◆ TASK DESCRIPTION: Count the lines in the rows below that contain the word "white", with case counting, and reply with that number alone.
▬▬▬
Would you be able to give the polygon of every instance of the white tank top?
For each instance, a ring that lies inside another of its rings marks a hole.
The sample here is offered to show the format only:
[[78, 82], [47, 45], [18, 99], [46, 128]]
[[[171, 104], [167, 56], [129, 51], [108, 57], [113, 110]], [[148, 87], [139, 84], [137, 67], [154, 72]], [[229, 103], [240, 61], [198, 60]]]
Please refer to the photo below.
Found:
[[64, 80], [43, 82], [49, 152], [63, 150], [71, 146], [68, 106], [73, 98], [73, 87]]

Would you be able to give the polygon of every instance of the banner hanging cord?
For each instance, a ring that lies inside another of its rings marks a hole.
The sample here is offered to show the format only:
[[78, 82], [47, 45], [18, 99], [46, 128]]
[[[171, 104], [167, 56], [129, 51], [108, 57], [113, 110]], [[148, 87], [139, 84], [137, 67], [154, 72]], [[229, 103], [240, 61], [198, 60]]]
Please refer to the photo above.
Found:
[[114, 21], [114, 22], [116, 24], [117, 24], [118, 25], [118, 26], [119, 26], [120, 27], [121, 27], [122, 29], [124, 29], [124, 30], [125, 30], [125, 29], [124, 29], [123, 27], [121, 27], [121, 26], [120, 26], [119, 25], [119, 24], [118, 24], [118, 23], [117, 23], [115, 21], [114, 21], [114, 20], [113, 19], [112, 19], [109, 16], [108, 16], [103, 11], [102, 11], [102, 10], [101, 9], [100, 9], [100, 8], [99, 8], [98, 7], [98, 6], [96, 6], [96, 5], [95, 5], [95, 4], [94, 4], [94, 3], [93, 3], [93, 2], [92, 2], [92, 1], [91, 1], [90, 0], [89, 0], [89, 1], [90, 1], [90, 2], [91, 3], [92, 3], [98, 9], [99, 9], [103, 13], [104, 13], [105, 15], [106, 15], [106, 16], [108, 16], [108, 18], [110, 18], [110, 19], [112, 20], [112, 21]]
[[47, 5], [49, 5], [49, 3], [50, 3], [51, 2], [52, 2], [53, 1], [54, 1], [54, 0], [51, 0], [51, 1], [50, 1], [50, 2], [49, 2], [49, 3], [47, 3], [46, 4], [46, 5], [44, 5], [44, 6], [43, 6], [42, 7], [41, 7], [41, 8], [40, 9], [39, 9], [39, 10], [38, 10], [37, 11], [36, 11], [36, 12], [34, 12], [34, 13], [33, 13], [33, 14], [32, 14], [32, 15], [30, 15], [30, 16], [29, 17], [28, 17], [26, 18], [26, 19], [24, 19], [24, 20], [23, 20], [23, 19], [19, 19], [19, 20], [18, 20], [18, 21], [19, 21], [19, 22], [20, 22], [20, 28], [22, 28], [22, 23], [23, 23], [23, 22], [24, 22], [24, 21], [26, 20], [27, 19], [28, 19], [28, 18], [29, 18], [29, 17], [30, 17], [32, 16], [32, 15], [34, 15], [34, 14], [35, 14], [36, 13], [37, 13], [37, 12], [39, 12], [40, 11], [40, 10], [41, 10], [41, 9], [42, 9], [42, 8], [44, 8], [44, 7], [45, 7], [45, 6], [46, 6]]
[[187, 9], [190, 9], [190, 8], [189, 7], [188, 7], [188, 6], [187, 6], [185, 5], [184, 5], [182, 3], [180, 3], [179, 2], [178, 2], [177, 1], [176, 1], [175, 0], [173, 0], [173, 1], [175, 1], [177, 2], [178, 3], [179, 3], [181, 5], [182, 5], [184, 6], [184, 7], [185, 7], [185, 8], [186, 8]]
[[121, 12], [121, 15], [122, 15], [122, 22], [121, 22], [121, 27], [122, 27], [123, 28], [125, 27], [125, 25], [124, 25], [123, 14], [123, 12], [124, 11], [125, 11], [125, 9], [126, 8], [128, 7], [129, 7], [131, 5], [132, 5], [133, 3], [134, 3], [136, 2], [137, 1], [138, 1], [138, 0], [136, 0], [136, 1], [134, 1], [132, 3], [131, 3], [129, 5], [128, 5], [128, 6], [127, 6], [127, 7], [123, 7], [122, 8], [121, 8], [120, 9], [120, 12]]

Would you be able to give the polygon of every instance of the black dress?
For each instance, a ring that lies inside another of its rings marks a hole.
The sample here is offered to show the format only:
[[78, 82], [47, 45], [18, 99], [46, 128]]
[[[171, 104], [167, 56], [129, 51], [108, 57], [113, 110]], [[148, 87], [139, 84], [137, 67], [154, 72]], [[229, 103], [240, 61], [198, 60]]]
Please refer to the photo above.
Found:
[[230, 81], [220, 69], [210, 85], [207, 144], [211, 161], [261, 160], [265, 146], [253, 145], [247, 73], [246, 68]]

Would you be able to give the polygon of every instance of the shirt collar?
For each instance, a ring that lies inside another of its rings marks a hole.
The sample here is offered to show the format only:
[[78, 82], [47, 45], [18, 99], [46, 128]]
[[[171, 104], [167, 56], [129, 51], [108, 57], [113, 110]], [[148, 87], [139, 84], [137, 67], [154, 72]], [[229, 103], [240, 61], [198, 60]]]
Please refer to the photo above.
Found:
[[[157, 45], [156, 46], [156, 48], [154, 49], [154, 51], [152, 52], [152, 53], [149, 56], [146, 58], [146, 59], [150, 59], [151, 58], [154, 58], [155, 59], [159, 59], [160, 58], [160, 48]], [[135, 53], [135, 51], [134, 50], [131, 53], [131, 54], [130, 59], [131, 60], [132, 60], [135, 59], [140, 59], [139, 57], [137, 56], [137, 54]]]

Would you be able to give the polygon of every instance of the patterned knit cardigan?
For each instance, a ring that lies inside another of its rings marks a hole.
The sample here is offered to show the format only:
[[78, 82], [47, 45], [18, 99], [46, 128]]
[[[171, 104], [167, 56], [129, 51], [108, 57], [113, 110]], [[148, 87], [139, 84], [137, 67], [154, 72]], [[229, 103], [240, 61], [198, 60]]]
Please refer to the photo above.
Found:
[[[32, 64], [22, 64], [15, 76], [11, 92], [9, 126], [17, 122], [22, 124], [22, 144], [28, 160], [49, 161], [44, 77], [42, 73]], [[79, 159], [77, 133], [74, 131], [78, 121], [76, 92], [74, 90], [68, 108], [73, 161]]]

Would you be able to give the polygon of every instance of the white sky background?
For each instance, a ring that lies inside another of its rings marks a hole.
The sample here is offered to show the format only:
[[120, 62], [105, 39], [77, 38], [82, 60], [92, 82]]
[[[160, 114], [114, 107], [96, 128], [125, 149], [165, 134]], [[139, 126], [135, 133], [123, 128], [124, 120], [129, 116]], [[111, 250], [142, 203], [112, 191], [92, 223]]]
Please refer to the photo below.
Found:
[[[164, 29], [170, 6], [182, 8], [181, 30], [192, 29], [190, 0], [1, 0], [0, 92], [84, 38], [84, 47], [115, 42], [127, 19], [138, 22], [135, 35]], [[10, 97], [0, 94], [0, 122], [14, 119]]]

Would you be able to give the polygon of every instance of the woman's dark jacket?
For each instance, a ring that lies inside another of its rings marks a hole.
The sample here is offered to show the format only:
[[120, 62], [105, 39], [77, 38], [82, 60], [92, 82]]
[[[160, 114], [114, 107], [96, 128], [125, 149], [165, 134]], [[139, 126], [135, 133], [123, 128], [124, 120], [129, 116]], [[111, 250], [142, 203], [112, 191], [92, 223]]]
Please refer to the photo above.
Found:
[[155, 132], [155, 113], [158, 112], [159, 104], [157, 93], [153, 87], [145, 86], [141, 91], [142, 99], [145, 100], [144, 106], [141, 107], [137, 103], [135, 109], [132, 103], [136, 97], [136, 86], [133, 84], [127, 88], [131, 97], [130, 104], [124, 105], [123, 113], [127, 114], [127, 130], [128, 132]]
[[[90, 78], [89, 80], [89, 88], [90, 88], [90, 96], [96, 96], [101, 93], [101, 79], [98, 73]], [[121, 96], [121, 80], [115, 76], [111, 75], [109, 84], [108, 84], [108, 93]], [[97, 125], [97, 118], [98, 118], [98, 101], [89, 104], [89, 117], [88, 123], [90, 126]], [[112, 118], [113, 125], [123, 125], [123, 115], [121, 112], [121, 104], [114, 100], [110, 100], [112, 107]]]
▬▬▬
◆ RESPONSE TO THIS TASK: 2